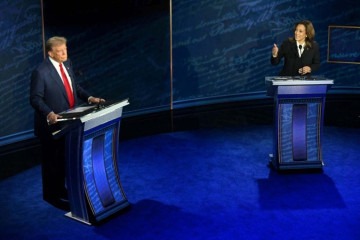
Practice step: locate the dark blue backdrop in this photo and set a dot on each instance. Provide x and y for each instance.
(220, 49)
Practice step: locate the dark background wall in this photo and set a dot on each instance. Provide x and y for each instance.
(122, 49)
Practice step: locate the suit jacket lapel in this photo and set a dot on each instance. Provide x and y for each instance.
(57, 79)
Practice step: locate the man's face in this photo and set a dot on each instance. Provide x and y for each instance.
(59, 53)
(300, 33)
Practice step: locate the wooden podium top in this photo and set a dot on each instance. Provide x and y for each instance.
(287, 80)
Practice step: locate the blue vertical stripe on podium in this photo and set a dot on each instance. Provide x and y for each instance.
(313, 131)
(100, 176)
(110, 163)
(299, 132)
(285, 132)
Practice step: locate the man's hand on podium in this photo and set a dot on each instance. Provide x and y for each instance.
(52, 118)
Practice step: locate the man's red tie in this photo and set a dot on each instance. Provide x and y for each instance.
(67, 87)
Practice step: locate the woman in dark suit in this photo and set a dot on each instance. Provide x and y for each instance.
(301, 53)
(48, 97)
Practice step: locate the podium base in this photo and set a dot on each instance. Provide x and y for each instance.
(295, 165)
(69, 214)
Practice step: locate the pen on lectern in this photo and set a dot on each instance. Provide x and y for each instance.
(65, 119)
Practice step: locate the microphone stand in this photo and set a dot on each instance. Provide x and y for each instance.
(302, 76)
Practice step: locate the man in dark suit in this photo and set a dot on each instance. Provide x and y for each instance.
(53, 90)
(301, 53)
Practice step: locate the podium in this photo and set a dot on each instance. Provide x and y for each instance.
(298, 121)
(92, 174)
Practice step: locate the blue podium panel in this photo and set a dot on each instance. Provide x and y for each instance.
(101, 179)
(92, 177)
(299, 113)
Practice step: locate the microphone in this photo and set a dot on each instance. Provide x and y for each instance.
(300, 47)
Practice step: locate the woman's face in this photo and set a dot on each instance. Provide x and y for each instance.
(300, 33)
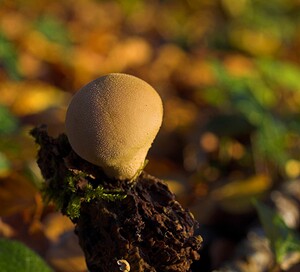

What needs to be done: What is needed is every record above, restated word for word, with the pictures left out.

Finished exercise:
Practice step: locate the dark blue backdrop in this photo and set a dot on each instance. Provide x and y for each instance.
(220, 49)
Practice step: locate the dark background wall in this photo and set a dot on each instance. Provide x and y for each instance.
(122, 49)
Practice step: locate the suit jacket lapel in this photo and set a dot on each instance. Provide x and y for each instance.
(57, 79)
Practice step: locate the man's face in this photo and set a dot on each instance. Provide x and y for each instance.
(59, 53)
(300, 33)
Practice step: locate the wooden podium top in this photo and set a dot on each instance. Provide x and y for each instance.
(287, 80)
Practice step: locate the blue vertical stripe on podium in this photo and set a dot on each instance. Provide x and y for each instance.
(313, 131)
(100, 176)
(110, 163)
(299, 132)
(285, 132)
Practice step: locate the man's hand on podium in this photo and set a dot on each instance. Provide x and y for each instance.
(52, 118)
Practice step: locate the man's red tie in this photo and set a dot on each instance. Provide x and y for each instance.
(67, 87)
Practice step: locate the woman in dark suit in this photo and set a dot on each instance. Provide x and y for each instance.
(301, 53)
(48, 97)
Practice step: locate the podium base in this photo and set a dot on each instance. Provide x and y for each instance.
(295, 165)
(69, 214)
Practice step: locate the pen on lectern in this photo and set a dot on each instance. Provide x and y for each instance.
(65, 119)
Practice step: locate the microphone stand in this photo and set a dot on each instance. Provide x and y for each instance.
(302, 76)
Practice step: locate the man in dark suit in this photo and set a dot on each instance. Provide x and y for each instance.
(53, 90)
(301, 53)
Practice step: locate the podium in this photo and set a dot on each instance. Provide x and y for each instance.
(298, 121)
(92, 174)
Practice step: locate the blue podium panel in this photo and set a dot on each instance. Provide x and y for each instance.
(101, 179)
(92, 177)
(299, 113)
Practice step: locate the microphone in this photo and set a dot on each instance. Provide x and y for each instance.
(300, 47)
Practice step: locate the woman's face in this photo and set a dot on each instance. Provide x and y for each instance.
(300, 33)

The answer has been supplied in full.